• _Exercise instructions_
Render each nonblank line of the listing below as one row of a Markdown table. Use the columns "No." for the row number, counted in order, and "Entry" for the line itself.

• _Material for the task_
+ + + +

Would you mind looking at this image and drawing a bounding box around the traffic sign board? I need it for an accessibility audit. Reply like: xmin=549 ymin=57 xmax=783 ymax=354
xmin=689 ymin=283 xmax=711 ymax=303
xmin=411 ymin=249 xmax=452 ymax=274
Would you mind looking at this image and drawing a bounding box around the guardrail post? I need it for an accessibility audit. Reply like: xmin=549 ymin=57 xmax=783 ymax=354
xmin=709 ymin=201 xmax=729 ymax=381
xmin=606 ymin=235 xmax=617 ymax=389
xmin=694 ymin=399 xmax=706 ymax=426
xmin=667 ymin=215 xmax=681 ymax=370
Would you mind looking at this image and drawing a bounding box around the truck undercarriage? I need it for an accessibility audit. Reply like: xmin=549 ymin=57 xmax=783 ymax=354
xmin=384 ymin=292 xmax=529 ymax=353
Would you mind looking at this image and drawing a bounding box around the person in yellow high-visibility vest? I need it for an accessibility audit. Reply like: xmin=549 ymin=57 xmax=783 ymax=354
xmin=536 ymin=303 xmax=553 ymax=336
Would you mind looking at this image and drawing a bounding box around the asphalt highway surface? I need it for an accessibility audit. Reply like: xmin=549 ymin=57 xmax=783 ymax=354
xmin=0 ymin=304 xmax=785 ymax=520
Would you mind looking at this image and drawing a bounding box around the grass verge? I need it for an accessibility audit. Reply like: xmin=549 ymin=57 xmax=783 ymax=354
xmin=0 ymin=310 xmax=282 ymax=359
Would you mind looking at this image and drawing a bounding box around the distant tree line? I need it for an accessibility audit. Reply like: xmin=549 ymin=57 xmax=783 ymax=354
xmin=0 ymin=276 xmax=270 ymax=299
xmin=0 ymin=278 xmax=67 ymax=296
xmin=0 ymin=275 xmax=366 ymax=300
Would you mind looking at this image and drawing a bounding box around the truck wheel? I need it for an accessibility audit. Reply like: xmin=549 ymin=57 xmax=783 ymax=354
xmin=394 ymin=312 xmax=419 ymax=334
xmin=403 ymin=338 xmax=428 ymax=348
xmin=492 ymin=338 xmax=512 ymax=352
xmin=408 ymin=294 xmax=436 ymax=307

+ + + +

• _Response to the task_
| No. | Entry |
|---|---|
| 1 | Would you mind looking at this image and drawing a bounding box around the traffic sign board? I need it for an accessibility audit. Reply like: xmin=549 ymin=57 xmax=783 ymax=354 |
| 2 | xmin=689 ymin=283 xmax=711 ymax=303 |
| 3 | xmin=411 ymin=249 xmax=452 ymax=274 |
| 4 | Would you mind looking at this image and drawing a bounding box around the guardrail post? I need it for an accessibility audit. Reply like: xmin=549 ymin=57 xmax=783 ymax=354 |
| 5 | xmin=709 ymin=201 xmax=729 ymax=381 |
| 6 | xmin=606 ymin=235 xmax=617 ymax=389 |
| 7 | xmin=694 ymin=399 xmax=706 ymax=426 |
| 8 | xmin=667 ymin=215 xmax=681 ymax=370 |
| 9 | Would you mind looking at this image and drawing a bounding box around the truck undercarriage? I need it for an accessibility audit. Reply like: xmin=549 ymin=57 xmax=783 ymax=354 |
| 10 | xmin=384 ymin=292 xmax=529 ymax=353 |
| 11 | Would you mind looking at this image and drawing a bounding box around the person in yellow high-visibility vest? I need it for an accessibility audit. Reply like: xmin=549 ymin=57 xmax=783 ymax=354 |
| 12 | xmin=536 ymin=303 xmax=553 ymax=336 |
| 13 | Would you mind looking at this image and drawing a bounding box around the asphalt highway surface? I need it for an accessibility audit. Reply like: xmin=549 ymin=57 xmax=783 ymax=354 |
| 14 | xmin=0 ymin=304 xmax=785 ymax=520 |
| 15 | Would you mind looking at this image and drawing a bounding box around the grass verge? I need it for an accessibility audit. Reply like: xmin=549 ymin=57 xmax=783 ymax=354 |
| 16 | xmin=0 ymin=310 xmax=282 ymax=359 |
| 17 | Would you mind looking at this image and drawing a bounding box around the distant tree line? I need it for an accessibility audit. Reply like: xmin=549 ymin=57 xmax=783 ymax=354 |
| 18 | xmin=0 ymin=276 xmax=270 ymax=299 |
| 19 | xmin=0 ymin=278 xmax=67 ymax=296 |
| 20 | xmin=0 ymin=275 xmax=366 ymax=300 |
| 21 | Would you mind looking at this image and drawing a bounding box around the truck wheel? I need it for an accessibility audit. Reply like: xmin=549 ymin=57 xmax=783 ymax=354 |
| 22 | xmin=394 ymin=312 xmax=419 ymax=334 |
| 23 | xmin=403 ymin=338 xmax=428 ymax=348 |
| 24 | xmin=492 ymin=338 xmax=512 ymax=352 |
| 25 | xmin=408 ymin=294 xmax=436 ymax=307 |